What to work on: Can you copy the lines from the one that contains "Question. Indicate one point for each instance of the tree" through the end of the material below, exactly and with nothing else?

Material for the task:
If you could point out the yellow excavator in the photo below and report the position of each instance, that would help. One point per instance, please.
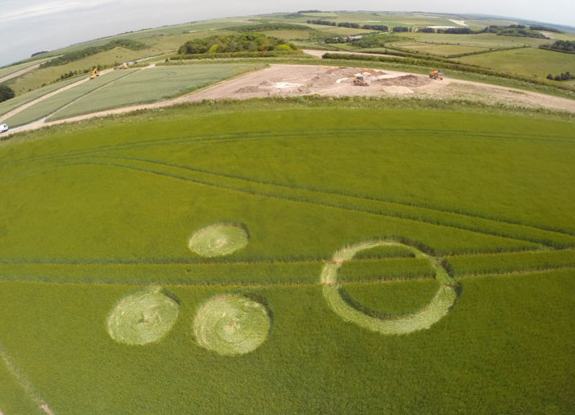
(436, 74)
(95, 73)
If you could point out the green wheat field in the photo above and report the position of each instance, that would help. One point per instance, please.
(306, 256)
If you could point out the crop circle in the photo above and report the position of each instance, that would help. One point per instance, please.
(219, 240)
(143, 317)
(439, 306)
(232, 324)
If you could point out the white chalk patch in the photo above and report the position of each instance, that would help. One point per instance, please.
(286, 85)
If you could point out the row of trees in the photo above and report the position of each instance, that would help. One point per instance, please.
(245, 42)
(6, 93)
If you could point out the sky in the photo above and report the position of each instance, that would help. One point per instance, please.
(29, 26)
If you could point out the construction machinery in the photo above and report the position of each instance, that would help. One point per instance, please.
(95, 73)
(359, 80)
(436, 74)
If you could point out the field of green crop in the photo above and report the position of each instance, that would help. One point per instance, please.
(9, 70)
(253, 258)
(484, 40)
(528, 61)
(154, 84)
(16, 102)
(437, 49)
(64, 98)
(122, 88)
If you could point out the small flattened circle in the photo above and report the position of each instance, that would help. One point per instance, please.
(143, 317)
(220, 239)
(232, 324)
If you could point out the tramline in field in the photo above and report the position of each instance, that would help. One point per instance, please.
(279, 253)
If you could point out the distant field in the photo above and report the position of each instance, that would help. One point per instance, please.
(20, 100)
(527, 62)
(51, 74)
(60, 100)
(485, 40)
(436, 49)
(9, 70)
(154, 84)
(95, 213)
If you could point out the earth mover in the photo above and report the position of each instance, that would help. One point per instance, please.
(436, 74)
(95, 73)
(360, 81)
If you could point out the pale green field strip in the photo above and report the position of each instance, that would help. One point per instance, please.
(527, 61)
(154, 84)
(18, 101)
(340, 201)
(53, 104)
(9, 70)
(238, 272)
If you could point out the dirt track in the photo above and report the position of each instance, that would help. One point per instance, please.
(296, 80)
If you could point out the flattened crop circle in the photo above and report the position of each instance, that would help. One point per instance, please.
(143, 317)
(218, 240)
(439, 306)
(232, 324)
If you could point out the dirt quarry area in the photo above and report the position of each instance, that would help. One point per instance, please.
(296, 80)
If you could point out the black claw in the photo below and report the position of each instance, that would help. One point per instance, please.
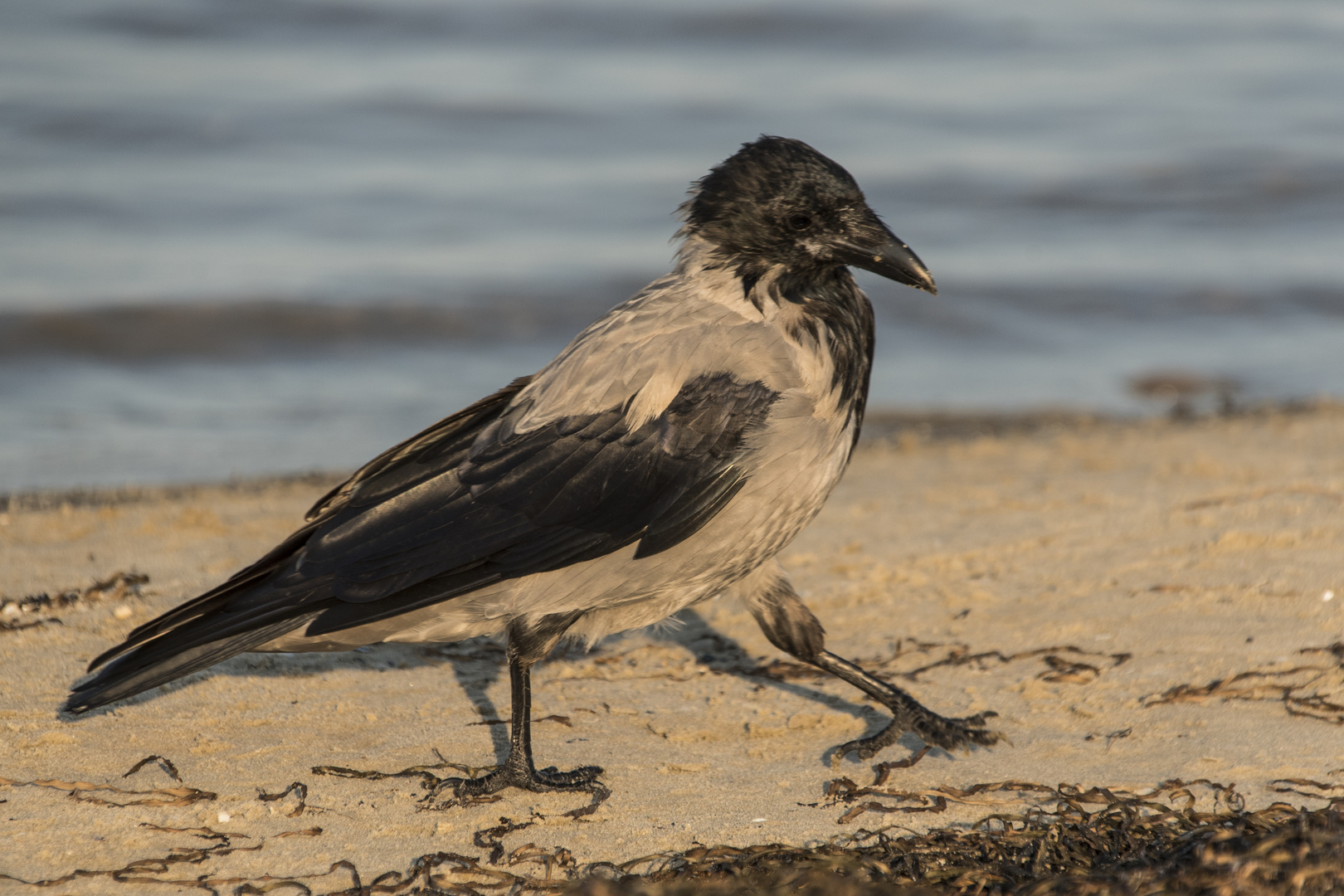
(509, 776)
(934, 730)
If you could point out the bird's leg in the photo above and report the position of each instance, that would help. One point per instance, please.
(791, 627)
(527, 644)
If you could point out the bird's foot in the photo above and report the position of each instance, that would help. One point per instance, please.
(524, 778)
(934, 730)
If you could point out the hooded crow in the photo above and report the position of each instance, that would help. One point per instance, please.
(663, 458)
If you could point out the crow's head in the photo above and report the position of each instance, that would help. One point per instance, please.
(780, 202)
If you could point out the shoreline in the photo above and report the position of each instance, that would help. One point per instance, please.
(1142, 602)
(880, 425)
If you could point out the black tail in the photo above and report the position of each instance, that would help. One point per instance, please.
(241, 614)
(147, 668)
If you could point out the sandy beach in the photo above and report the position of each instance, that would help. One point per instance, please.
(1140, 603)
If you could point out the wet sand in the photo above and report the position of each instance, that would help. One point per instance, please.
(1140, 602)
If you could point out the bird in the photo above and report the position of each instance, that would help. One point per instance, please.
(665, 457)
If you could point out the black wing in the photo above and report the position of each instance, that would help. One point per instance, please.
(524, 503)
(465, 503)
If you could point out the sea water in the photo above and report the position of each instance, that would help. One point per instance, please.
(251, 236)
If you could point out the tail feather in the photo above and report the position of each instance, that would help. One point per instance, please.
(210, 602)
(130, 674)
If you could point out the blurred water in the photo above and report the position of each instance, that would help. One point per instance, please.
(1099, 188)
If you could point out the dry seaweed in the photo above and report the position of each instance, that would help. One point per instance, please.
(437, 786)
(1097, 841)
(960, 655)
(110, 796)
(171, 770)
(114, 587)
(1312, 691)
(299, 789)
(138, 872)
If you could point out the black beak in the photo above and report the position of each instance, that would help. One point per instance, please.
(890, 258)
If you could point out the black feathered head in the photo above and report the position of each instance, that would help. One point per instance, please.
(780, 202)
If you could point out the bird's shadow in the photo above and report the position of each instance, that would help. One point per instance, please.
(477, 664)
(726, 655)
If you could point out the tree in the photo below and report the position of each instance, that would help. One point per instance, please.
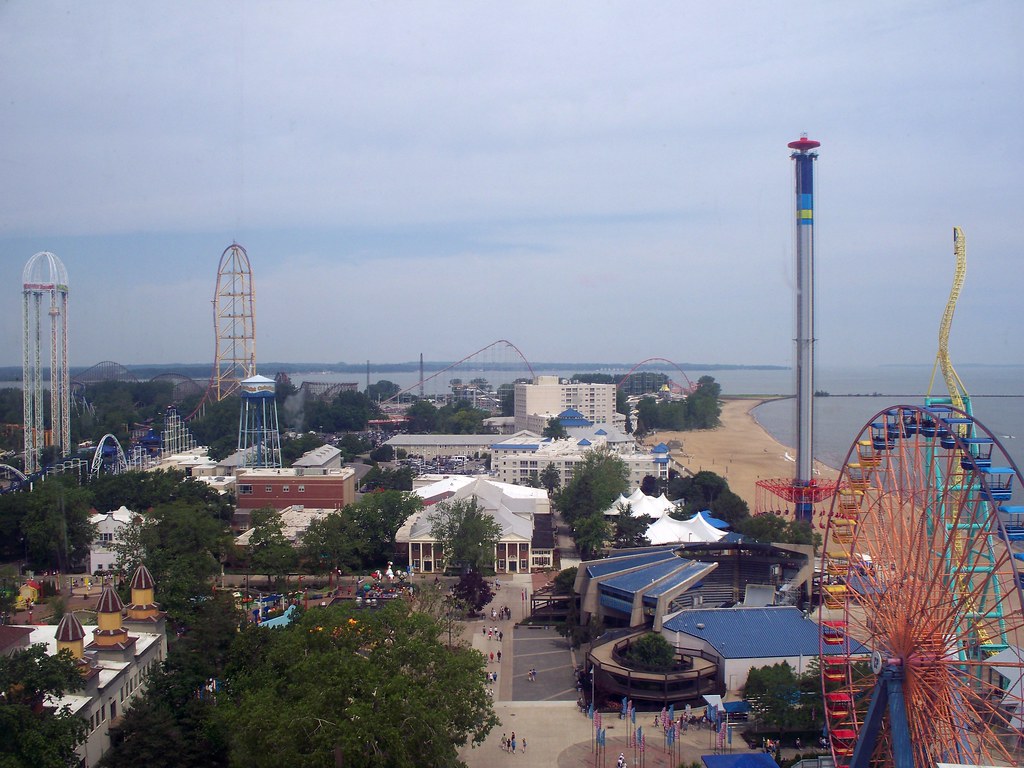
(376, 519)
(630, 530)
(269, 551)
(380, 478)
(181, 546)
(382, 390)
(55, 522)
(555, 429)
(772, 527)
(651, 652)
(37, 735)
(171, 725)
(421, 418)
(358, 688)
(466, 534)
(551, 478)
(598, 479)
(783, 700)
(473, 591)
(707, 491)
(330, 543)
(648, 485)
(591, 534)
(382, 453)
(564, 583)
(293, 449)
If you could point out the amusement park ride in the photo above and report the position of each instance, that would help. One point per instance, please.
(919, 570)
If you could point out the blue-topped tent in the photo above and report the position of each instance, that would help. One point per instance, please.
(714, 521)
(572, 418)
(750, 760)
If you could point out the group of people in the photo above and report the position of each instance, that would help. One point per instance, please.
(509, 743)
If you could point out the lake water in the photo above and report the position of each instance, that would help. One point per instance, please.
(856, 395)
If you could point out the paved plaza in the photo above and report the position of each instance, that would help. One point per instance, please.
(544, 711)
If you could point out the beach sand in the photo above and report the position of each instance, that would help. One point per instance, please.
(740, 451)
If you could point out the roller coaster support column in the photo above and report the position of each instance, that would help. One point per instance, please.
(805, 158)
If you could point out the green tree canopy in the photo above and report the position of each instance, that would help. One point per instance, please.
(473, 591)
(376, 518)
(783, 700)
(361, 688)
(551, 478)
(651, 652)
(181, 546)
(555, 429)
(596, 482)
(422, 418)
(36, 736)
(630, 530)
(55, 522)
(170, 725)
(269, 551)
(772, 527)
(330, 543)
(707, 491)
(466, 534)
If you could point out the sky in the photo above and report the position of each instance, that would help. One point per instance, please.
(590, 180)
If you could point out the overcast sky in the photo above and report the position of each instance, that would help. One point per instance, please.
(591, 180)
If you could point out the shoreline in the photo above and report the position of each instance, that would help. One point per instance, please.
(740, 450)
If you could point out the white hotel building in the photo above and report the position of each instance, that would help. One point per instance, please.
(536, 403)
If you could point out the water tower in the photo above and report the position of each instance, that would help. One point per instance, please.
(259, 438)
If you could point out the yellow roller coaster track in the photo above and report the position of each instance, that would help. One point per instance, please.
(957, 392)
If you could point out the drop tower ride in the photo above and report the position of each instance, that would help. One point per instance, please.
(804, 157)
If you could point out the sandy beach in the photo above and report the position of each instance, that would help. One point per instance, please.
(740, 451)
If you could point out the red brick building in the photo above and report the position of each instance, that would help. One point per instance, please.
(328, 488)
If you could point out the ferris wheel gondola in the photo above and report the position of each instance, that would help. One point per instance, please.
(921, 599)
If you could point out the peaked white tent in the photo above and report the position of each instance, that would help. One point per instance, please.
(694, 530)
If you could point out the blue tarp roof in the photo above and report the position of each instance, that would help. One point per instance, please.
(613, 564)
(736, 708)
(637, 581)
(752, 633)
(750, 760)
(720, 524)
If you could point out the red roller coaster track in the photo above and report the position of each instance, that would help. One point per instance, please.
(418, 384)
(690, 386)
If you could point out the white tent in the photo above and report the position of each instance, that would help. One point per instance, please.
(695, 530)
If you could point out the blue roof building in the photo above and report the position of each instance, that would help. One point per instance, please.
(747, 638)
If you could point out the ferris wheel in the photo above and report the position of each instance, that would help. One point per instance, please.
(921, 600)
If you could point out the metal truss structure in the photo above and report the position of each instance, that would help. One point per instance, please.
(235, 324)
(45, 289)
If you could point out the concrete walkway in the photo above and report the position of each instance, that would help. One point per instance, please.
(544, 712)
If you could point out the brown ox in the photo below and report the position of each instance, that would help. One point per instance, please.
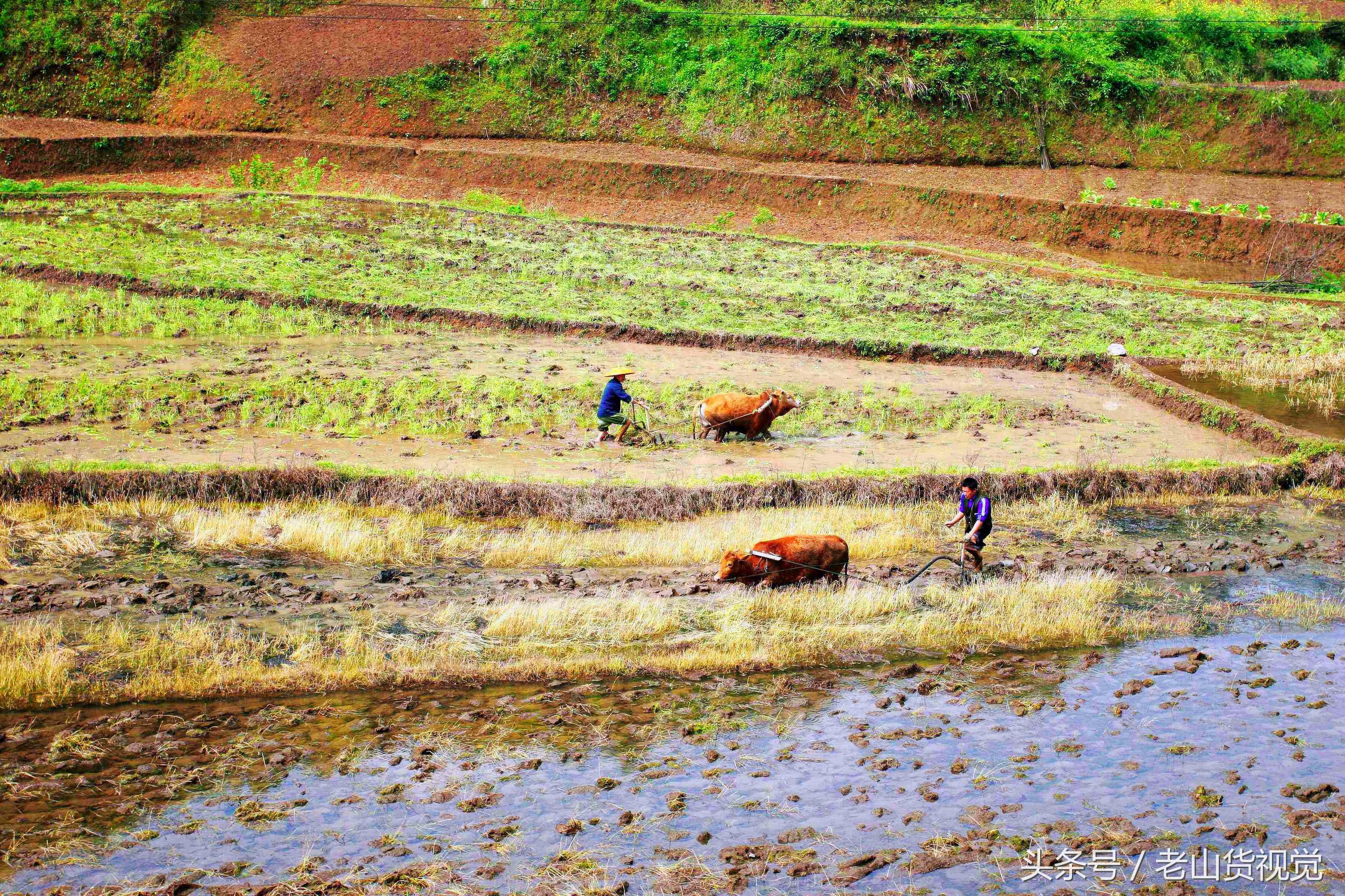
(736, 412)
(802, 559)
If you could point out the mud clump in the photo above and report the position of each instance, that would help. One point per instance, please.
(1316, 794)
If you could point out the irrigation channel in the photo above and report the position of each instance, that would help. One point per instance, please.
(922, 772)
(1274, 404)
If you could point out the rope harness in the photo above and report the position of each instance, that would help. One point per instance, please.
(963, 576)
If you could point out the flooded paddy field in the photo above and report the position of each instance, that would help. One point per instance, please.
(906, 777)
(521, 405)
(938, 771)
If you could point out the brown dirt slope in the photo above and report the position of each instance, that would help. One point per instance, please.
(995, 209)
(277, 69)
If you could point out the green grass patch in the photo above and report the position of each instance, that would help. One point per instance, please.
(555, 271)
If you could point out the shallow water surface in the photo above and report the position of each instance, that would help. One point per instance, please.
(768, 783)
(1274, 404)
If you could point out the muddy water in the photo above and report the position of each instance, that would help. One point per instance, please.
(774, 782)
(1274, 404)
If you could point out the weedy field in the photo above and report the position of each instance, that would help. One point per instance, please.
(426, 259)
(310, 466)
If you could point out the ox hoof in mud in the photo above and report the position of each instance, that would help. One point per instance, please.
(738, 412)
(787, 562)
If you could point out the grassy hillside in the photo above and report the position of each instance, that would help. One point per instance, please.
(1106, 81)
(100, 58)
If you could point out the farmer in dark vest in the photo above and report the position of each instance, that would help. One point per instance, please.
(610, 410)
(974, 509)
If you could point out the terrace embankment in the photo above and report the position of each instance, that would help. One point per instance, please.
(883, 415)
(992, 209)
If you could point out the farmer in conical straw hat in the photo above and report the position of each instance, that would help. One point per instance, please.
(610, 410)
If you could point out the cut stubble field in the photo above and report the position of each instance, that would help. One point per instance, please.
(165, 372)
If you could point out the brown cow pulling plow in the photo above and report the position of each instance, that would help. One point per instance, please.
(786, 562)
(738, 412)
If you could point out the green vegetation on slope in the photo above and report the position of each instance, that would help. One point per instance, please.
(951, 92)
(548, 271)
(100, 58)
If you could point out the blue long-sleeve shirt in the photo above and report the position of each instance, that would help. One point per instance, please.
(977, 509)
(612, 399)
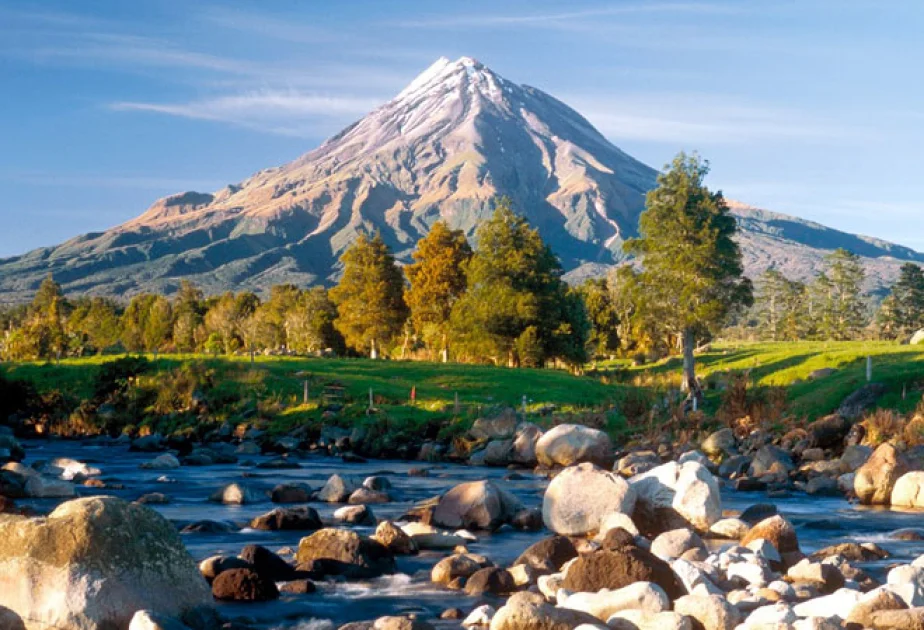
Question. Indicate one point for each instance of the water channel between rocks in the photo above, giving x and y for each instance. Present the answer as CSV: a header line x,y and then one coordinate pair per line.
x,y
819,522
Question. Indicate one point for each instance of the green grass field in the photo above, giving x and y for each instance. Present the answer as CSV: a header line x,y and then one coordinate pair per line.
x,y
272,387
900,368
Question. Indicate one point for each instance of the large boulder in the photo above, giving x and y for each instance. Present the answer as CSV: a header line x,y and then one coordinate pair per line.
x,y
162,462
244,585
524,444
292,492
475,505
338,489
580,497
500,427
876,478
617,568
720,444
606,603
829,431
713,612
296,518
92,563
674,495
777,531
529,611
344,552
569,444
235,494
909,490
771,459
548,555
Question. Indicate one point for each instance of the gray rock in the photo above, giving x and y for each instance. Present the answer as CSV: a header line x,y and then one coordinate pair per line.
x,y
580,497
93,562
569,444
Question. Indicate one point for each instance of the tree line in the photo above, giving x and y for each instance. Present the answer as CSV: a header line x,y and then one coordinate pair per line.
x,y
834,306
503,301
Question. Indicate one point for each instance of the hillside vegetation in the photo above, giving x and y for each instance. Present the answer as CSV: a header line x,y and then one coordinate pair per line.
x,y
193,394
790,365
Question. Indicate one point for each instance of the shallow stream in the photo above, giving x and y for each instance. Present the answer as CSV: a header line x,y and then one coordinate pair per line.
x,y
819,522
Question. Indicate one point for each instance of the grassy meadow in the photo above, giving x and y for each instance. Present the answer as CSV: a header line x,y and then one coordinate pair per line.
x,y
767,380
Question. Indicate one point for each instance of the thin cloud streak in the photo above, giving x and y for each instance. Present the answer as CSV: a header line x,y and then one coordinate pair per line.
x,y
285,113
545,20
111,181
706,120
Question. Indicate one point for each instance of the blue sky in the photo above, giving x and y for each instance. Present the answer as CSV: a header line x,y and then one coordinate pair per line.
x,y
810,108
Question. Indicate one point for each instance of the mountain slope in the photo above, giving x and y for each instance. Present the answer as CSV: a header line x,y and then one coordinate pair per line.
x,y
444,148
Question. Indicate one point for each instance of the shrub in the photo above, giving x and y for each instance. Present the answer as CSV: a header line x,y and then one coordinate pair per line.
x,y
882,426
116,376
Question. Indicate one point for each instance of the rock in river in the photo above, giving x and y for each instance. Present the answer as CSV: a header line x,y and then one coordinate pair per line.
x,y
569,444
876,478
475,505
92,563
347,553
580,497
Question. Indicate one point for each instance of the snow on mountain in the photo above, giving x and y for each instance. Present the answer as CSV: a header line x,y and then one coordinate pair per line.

Solution to this task:
Question. Indicate one point for each instance of the tree line in the photo above, giving x and y for each instance. Present the answer as CSV: a header line x,y and then one coordinate pair per line.
x,y
834,306
503,301
Question. Indicate one point for each instance of the hillside vegetation in the photo above, giving x and y for each instance. Present the answer as CSV: a header line x,y and then one coordinate pair per line.
x,y
193,394
790,365
Question. Indicate one point for each instance of the shallow stream in the photo above, giving x and y for each instance. Present the answer as CSV: a header line x,y and then one coordinate pair per line.
x,y
819,522
Question. Indicate one point for each instance of the grassy meadow in the photo above, giving x and y for each instance. Present the answer as CSV: a header line x,y and then one coordinate pair per line.
x,y
767,380
Question. Indicate one point for each instance of the thin cloud streak in the photo above, giving x and y for each instance. Present the answer as CSV: a header line x,y and then one coordinate pair per line.
x,y
285,113
545,20
111,181
706,120
Question. Indicate one point for each instance of the blue sky in the photo above, giving x and y for each instance. Present the answer as CSV: a header line x,y and then one coordinate pair per line.
x,y
810,108
Question. Indicate one point for each instance of the mountain slope in the photo above, giving x and y for each instance. Present the answer as CSV: a header line x,y and then one coordinate pair per line.
x,y
444,148
Question. Indicate one point for each instance of the shrub in the photo above, giving x and y for each instance. Present the answer as CSV: a header line x,y and then one coordinate pair per line.
x,y
882,426
116,376
Question. Indicate one point for each instance of the rock in river in the photo above, giving x and y for each instance. Present the answer as CSV: a header line x,y and then one coordinate pair per line.
x,y
569,444
876,478
475,505
92,563
347,553
580,497
Question. Indicate one point for each instance of the snow on mountain in the photo above, giving x and y for each instance. Present the answer as CSV: a header line x,y and then one coordinate pair per line.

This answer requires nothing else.